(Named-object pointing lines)
----------

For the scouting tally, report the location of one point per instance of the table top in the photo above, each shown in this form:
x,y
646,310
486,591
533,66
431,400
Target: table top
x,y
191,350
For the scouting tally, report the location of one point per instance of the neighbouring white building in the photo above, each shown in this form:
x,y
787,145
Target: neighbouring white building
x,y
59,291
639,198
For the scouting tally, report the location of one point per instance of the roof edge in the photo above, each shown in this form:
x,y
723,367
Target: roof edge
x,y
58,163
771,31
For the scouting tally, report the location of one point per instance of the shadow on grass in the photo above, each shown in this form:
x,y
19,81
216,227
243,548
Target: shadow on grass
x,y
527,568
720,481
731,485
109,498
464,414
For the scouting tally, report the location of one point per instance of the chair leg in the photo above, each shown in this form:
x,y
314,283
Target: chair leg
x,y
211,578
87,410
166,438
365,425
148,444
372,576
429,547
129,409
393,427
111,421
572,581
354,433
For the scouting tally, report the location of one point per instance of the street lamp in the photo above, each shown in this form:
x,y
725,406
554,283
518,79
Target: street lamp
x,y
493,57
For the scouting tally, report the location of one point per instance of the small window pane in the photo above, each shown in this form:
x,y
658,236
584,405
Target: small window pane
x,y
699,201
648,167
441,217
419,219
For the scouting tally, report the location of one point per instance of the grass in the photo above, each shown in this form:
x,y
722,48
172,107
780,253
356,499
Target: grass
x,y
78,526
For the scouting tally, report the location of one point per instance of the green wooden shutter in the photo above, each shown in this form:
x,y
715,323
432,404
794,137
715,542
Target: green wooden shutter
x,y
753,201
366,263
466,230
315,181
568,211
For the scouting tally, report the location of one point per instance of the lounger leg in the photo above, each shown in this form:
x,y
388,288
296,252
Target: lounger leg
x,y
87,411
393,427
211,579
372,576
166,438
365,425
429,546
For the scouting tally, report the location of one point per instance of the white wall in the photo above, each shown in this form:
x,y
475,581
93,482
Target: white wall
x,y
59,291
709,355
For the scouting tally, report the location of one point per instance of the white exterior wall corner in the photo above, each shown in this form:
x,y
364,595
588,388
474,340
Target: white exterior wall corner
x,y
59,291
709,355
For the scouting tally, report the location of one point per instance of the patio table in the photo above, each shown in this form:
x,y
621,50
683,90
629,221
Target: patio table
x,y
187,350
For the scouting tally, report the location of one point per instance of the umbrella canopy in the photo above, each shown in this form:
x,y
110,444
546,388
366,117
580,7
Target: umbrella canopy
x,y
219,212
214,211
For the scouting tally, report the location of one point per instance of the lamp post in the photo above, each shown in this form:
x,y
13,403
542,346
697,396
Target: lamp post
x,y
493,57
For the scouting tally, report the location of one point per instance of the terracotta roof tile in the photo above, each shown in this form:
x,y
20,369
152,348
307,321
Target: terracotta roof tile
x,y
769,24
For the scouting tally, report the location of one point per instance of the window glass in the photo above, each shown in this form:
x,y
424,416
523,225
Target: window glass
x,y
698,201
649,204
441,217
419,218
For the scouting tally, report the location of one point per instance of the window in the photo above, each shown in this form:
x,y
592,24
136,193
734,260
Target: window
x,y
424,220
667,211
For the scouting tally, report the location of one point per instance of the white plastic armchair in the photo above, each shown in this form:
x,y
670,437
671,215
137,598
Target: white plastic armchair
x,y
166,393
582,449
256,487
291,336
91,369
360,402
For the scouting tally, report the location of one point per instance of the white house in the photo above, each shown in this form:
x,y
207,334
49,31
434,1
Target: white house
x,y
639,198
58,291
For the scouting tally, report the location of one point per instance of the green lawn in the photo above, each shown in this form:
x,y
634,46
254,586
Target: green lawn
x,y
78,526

----------

→ Written task: Please rewrite the lines above with "scouting tally" changed to "survey count" everywhere it occurs, keeping everything else the same.

→ The answer:
For the survey count, report the location of one point per instance of the table top in the photo above, each shown in this form:
x,y
646,310
486,591
533,66
431,400
Target: table top
x,y
191,350
For the survey count, report the location of one point per instance of the neighbouring white building in the photo above, each shown in this form:
x,y
787,145
Target: neighbouring white building
x,y
59,291
639,198
For the survey count, report the location of one point per instance of the roof edge in the photo above, each shown in this form:
x,y
723,367
Target: roof edge
x,y
58,163
771,31
For the survey count, report the location of one point per instance of the shadow on grass in the photo above, each shown in this form:
x,y
19,81
216,227
243,548
Target: shadow on grass
x,y
527,568
720,481
731,485
109,498
464,414
For the survey count, report the location of one point per instance of the chair leg in the photo above, each shown in this form:
x,y
314,283
Target: chair leg
x,y
211,578
87,410
166,438
365,425
148,444
372,576
429,547
129,409
393,427
111,421
572,581
354,433
For the survey count, report the location of one point per instance of the street lamp in the photo above, each shown in this form:
x,y
725,406
554,283
518,79
Target: street lamp
x,y
493,57
For the survey count, report the location of one point per instance of the small window pane in the photo above, each shown in this form:
x,y
658,236
584,405
Target: small window pane
x,y
699,201
648,167
441,217
419,219
For the survey count, report the location of one point per instance of the grass in the photo above, each shown in this form:
x,y
722,48
172,107
780,253
356,499
Target: grass
x,y
78,526
For the survey count, report the location of one point per instance of the green wooden shutter in the photo above, each shown in this form:
x,y
715,323
432,404
794,137
715,542
Target: green wooden shutter
x,y
753,201
366,263
466,230
315,181
568,211
For the survey count, report the location of one point per instance of the lounger leg in the photo above, each shown in this form:
x,y
388,288
296,252
Target: lounger leg
x,y
87,411
393,427
211,579
372,576
166,438
365,425
429,546
For the survey count, report the location of one point per instance of the white wall in the photo above, each shown in this form:
x,y
475,581
93,482
Target: white wall
x,y
59,291
709,355
For the survey count, report the location of one point per instance of the white exterior wall corner in the photo above, each shown in this form:
x,y
364,595
588,388
474,340
Target: white exterior wall corner
x,y
59,291
709,355
For the survey count, report the location of one point per instance of the patio table in the photo above, each shown in this form:
x,y
621,50
683,90
629,221
Target: patio table
x,y
187,350
For the survey count, report the location of one point per instance of the umbrella canopy in the photo above, each shown in this form:
x,y
110,444
546,388
366,117
580,7
Target: umbrella canopy
x,y
219,212
214,211
For the survey count, report the location of one point per instance of the lamp post in the photo above, each shown in this form:
x,y
13,403
542,346
697,396
Target: lamp post
x,y
493,57
For the survey count, report the location of one point per instance of the terracotta roof tile in the photo above, each shown in this form:
x,y
20,369
152,348
307,321
Target: terracotta roof tile
x,y
769,24
For the survey count, report the location of one point per instance of the window glass in the photo above, each shown in this form:
x,y
424,416
523,225
Target: window glass
x,y
698,201
649,204
441,217
419,218
For the survey count, report the location of one point per instance of the window in the photo above, each shown in this form:
x,y
592,24
136,193
734,260
Target: window
x,y
424,220
667,211
For the survey count, report the location of one point per instance of the white plastic armchair in the photo above, each shown in this form:
x,y
670,437
671,215
137,598
Target: white plastic armchair
x,y
166,393
582,449
256,487
291,336
91,369
360,402
For the survey count, report the location of one point per instance of the white house in the photo above, each shown in this form:
x,y
207,334
49,31
434,1
Target: white house
x,y
639,198
58,291
For the survey count, report the location of one point per instance of the green lawn in the photo above, each shown in this form:
x,y
634,46
254,586
Target: green lawn
x,y
78,526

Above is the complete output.